PAGE EXCERPT Start Marker

The component separation technique (CST) is a surgical technique reported by Ramirez et al. [35] in 1990. This technique is based on the translation of the muscular layers of the abdominal wall to enlarge its surface area. According to Ramirez’s theory, a longitudinal incision on the aponeurosis of the external oblique muscle and dissection of a plane between the external and internal oblique muscles allows the anterior sheath of the rectus abdominis muscle to be approximated medially for up to 4 cm at the subxiphoid level, up to 8 cm around the waist level, and up to 3 cm in the suprapubic region on each side. Thus, this technique is an excellent surgical option for closure of a large abdominal wall defect without the use of prosthesis. Endoscopic CST (ECST) is currently being performed to reduce the high-wound complication rates associated with the original CST which is caused by the sacrifice of perforators of the rectus abdominis muscle, with good results [36–41]. In the previous literature, two reports mentioned different ECST techniques used in combination with IPOM-Plus [25, 32]. One technique was introduced by Rosen et al. [36], in which the external oblique muscle was dissected from the internal oblique muscle through several small skin incisions under endoscopic guidance, and the other was laparoscopic internal release of the transversalis fascia, which was reported by Milburn et al. [42].
Outcomes of IPOM-plus (Table 3)
The major benefit of performing IPOM-Plus is the reduction of the recurrence and complication rates, including mesh bulging/eventration and seroma formation, as well as normalization of the abdominal wall function. A RCT by Lambrecht et al. [34] mainly analyzed the surgical outcomes of primary versus secondary ventral (incisional) hernia repair and also compared IPOM-Plus and sIPOM for these two hernias. This study concluded that IPOM-Plus using absorbable sutures was not effective in reducing the recurrence or complication rates; however, the original data for IPOM-Plus (i.e., recurrence rate, incidence of seroma formation, and mesh bulge) were not mentioned.
Recurrence
The recurrence rate (4.4–29 %) mentioned in the recent reports on sIPOM [12–14, 43–45] has been quite variable, which is attributable to the differences in the size of the hernial orifice and body mass index (BMI) of the patients and the differences in the follow-up periods. A simple comparison of the surgical outcomes of IPOM-Plus with sIPOM is meaningless because of the absence of large prospective randomized studies on the recurrence or complication rates of IPOM-Plus and sIPOM. In the current review, the overall recurrence rate of IPOM-Plus was 0–7.7 % with a median follow-up period of 10.5–50.4 months. To date, three reports [27, 30, 31] have indicated that IPOM-Plus was associated with a lower recurrence rate compared with that of sIPOM based on their data: 0 and 16.7, 3.0 and 4.8, and 5.7 and 15.1 %, respectively. However, two studies [32, 33] reported that IPOM-Plus did not contribute to a reduction in the recurrence rate.

PAGE EXCERPT End Marker

*WHAT TO DO:*
- a) Quote the stretch of the hernia repair review from "Outcomes of IPOM-plus (Table" through "were not mentioned.".
- b) List the author surnames that the hernia repair review cites in the form "[surname] et al."
- c) Continue the hernia repair review after its final sentence.

INPUT DATA Start Marker

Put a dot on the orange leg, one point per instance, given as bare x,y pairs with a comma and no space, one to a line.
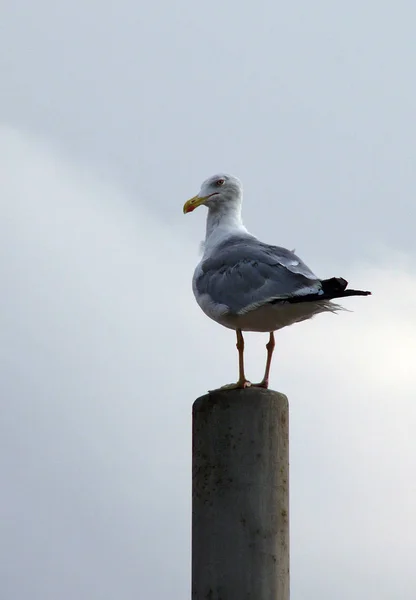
270,347
242,381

INPUT DATA End Marker

*ANSWERS TO THE PROBLEMS:*
- a)
Outcomes of IPOM-plus (Table 3)
The major benefit of performing IPOM-Plus is the reduction of the recurrence and complication rates, including mesh bulging/eventration and seroma formation, as well as normalization of the abdominal wall function. A RCT by Lambrecht et al. [34] mainly analyzed the surgical outcomes of primary versus secondary ventral (incisional) hernia repair and also compared IPOM-Plus and sIPOM for these two hernias. This study concluded that IPOM-Plus using absorbable sutures was not effective in reducing the recurrence or complication rates; however, the original data for IPOM-Plus (i.e., recurrence rate, incidence of seroma formation, and mesh bulge) were not mentioned.

- b) Ramirez, Rosen, Milburn, Lambrecht

- c)
Seroma formation
The most common complication after LVIHR is seroma formation, which destroys the esthetic outcome for the patient and causes discomfort, pain and/or infection [46]. In the previous reports on sIPOM, the incidence of clinical seroma has been 0.5–78 % [47, 48]. The reason for this wide range seems to be related to the detection threshold of the imaging studies, which can detect small asymptomatic seromas [49]. Based on our review of the previous literature, the overall incidence of seroma in IPOM-Plus was 0–11.43 %. The comparisons of IPOM-Plus versus sIPOM in the reports by Clapp et al. [30] and Zeichen et al. [31] showed incidence rates of 5.6 versus 27.8 % and 11.4 versus 4.3 %, respectively, which indicated opposite results. In addition, the RCT by Lambrecht et al. [34] concluded that IPOM-Plus did not reduce seroma formation. Thus, the effectiveness of IPOM-Plus in terms of reducing the incidence of seroma formation remains equivocal from this review.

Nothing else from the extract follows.